Job:
Output exactly the lines between the line that contains "Target: green hill" and the last line of the material, counting both.

— start Listed records —

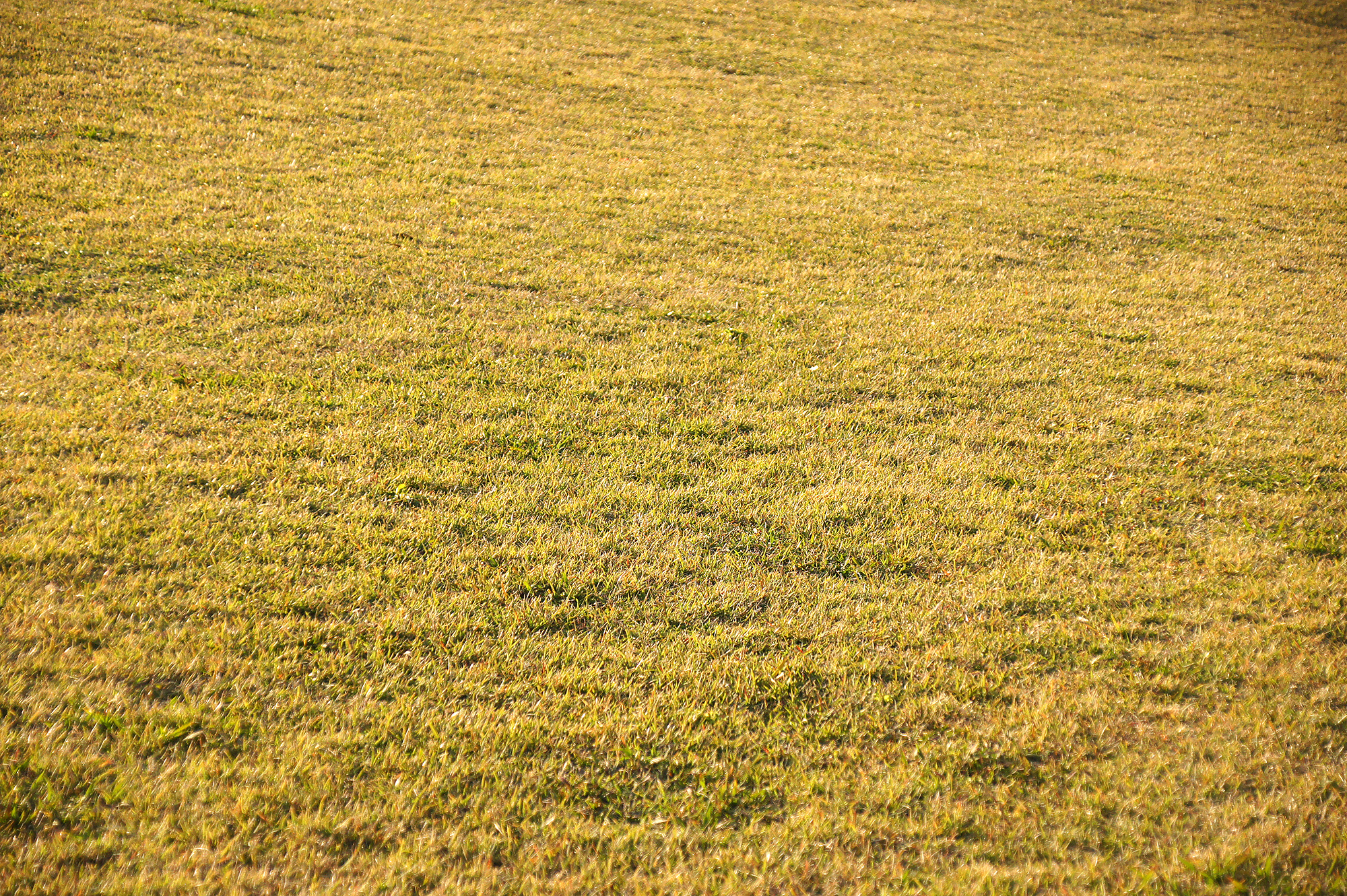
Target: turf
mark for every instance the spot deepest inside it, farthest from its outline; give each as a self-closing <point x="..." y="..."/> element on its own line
<point x="778" y="447"/>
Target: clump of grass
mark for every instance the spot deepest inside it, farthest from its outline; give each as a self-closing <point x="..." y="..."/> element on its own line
<point x="779" y="447"/>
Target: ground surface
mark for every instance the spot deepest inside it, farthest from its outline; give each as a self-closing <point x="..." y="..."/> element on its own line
<point x="651" y="447"/>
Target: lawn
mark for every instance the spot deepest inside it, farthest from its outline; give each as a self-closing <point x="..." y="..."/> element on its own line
<point x="657" y="447"/>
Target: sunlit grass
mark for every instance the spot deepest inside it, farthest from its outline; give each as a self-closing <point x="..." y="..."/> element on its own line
<point x="593" y="447"/>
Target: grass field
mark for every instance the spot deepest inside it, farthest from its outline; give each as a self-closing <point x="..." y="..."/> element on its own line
<point x="646" y="446"/>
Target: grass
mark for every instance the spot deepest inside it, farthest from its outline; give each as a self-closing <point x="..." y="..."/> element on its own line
<point x="658" y="447"/>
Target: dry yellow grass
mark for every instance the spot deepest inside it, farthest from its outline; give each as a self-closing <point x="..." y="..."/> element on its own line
<point x="658" y="447"/>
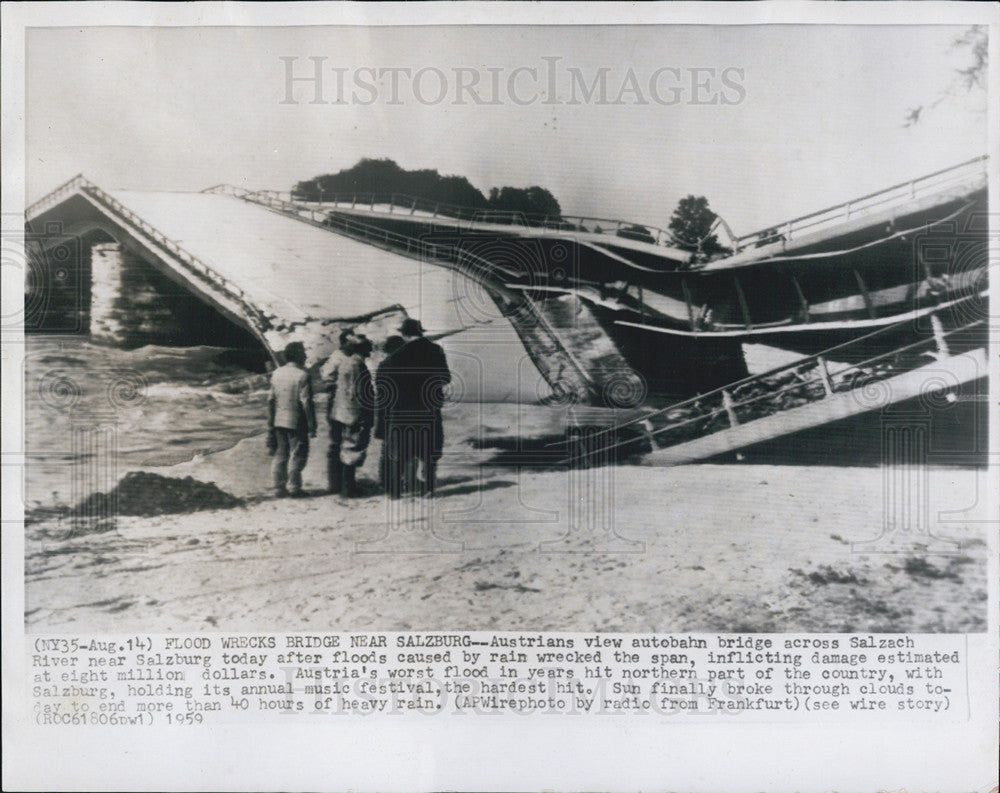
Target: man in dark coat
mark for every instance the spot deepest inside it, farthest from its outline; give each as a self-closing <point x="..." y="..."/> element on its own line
<point x="349" y="412"/>
<point x="413" y="381"/>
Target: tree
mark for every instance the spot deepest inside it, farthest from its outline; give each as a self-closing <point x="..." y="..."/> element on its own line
<point x="691" y="226"/>
<point x="534" y="202"/>
<point x="966" y="79"/>
<point x="636" y="232"/>
<point x="384" y="178"/>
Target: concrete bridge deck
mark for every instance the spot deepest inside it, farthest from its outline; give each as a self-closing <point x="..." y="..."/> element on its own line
<point x="284" y="280"/>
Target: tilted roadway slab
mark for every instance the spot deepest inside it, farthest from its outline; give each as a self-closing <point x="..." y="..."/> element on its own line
<point x="308" y="281"/>
<point x="877" y="395"/>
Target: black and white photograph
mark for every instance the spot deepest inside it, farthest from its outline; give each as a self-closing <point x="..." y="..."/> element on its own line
<point x="462" y="325"/>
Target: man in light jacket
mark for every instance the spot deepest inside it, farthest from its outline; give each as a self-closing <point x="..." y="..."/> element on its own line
<point x="292" y="418"/>
<point x="349" y="384"/>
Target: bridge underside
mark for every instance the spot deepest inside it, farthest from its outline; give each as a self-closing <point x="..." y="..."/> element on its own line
<point x="119" y="266"/>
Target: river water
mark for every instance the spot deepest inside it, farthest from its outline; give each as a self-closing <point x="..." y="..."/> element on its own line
<point x="162" y="405"/>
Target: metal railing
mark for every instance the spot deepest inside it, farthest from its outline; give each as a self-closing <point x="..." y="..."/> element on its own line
<point x="811" y="378"/>
<point x="191" y="263"/>
<point x="53" y="197"/>
<point x="408" y="205"/>
<point x="897" y="194"/>
<point x="472" y="265"/>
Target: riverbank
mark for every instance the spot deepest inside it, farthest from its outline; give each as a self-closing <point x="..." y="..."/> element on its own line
<point x="709" y="547"/>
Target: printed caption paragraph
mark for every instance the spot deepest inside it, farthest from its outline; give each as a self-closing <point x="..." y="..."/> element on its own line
<point x="216" y="678"/>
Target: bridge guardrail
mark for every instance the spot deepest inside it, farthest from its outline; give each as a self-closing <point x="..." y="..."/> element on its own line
<point x="190" y="261"/>
<point x="413" y="246"/>
<point x="811" y="376"/>
<point x="405" y="204"/>
<point x="898" y="193"/>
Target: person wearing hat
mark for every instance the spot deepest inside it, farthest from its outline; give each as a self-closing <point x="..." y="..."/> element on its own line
<point x="417" y="373"/>
<point x="349" y="412"/>
<point x="291" y="417"/>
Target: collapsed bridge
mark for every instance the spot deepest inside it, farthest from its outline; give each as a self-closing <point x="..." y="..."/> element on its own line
<point x="531" y="310"/>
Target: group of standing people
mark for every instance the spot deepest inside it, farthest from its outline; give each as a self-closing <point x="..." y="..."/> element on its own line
<point x="400" y="405"/>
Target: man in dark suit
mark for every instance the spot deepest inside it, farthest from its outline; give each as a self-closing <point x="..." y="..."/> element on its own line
<point x="412" y="384"/>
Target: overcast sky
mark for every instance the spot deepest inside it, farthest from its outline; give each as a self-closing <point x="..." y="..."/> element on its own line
<point x="806" y="116"/>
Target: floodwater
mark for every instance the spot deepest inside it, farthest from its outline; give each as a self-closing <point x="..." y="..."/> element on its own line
<point x="158" y="405"/>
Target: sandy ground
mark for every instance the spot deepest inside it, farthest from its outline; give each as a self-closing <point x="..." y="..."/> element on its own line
<point x="707" y="547"/>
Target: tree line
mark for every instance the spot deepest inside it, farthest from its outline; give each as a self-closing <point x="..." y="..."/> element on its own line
<point x="385" y="177"/>
<point x="692" y="224"/>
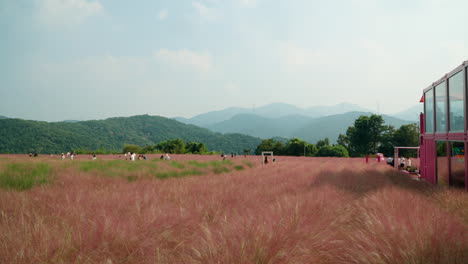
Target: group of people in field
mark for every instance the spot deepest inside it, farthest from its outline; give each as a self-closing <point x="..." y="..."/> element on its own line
<point x="69" y="155"/>
<point x="403" y="163"/>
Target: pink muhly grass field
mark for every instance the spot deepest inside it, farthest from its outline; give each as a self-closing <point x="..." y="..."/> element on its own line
<point x="296" y="210"/>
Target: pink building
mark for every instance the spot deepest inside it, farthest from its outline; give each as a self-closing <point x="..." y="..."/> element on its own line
<point x="443" y="130"/>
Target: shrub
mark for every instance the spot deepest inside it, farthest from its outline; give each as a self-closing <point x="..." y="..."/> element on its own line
<point x="23" y="176"/>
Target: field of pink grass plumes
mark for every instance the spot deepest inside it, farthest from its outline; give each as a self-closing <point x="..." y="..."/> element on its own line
<point x="296" y="210"/>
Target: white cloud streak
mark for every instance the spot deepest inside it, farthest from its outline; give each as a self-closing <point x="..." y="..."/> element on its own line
<point x="206" y="12"/>
<point x="66" y="12"/>
<point x="163" y="14"/>
<point x="185" y="59"/>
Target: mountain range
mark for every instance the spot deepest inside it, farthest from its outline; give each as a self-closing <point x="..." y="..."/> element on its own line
<point x="230" y="130"/>
<point x="283" y="120"/>
<point x="274" y="110"/>
<point x="23" y="136"/>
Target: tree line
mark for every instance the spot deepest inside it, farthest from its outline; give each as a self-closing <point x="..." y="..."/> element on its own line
<point x="174" y="146"/>
<point x="368" y="135"/>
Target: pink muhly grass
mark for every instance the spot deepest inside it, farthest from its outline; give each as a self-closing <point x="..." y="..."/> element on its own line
<point x="297" y="210"/>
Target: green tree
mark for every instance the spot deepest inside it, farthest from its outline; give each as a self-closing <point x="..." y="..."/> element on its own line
<point x="365" y="135"/>
<point x="342" y="140"/>
<point x="195" y="148"/>
<point x="175" y="146"/>
<point x="295" y="147"/>
<point x="265" y="145"/>
<point x="131" y="148"/>
<point x="323" y="142"/>
<point x="311" y="150"/>
<point x="387" y="142"/>
<point x="332" y="151"/>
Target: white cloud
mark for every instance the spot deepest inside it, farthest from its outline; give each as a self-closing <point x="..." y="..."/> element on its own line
<point x="163" y="14"/>
<point x="185" y="58"/>
<point x="205" y="11"/>
<point x="60" y="12"/>
<point x="248" y="3"/>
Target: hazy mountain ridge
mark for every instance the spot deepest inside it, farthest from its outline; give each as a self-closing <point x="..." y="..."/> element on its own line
<point x="411" y="114"/>
<point x="306" y="128"/>
<point x="274" y="110"/>
<point x="23" y="136"/>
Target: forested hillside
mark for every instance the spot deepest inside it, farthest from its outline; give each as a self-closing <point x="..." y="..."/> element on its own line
<point x="24" y="136"/>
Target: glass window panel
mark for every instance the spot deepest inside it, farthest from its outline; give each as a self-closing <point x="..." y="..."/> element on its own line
<point x="442" y="163"/>
<point x="440" y="101"/>
<point x="429" y="111"/>
<point x="456" y="115"/>
<point x="457" y="164"/>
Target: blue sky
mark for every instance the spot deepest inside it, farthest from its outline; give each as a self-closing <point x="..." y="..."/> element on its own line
<point x="93" y="59"/>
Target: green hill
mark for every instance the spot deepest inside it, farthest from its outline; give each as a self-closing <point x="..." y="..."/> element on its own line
<point x="23" y="136"/>
<point x="306" y="128"/>
<point x="332" y="126"/>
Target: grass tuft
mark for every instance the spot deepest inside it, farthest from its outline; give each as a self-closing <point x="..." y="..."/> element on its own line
<point x="23" y="176"/>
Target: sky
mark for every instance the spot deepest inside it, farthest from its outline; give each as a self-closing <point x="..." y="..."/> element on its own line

— end Listed records —

Solution to this exercise:
Target: green hill
mark for every instance the spot deepest inside it, farthest from its outline; give each as a self-closing <point x="..." y="..."/> element on its own line
<point x="23" y="136"/>
<point x="306" y="128"/>
<point x="332" y="126"/>
Target: grass tuft
mark for every instance the spot deepest inside it, farthest from its outline; give each as a self-closing <point x="..." y="..."/> element on its own line
<point x="23" y="176"/>
Target: sky
mark for every instance the spot deepest inside it, farthest from its outline; give each as a self-closing <point x="..." y="..."/> element on its own line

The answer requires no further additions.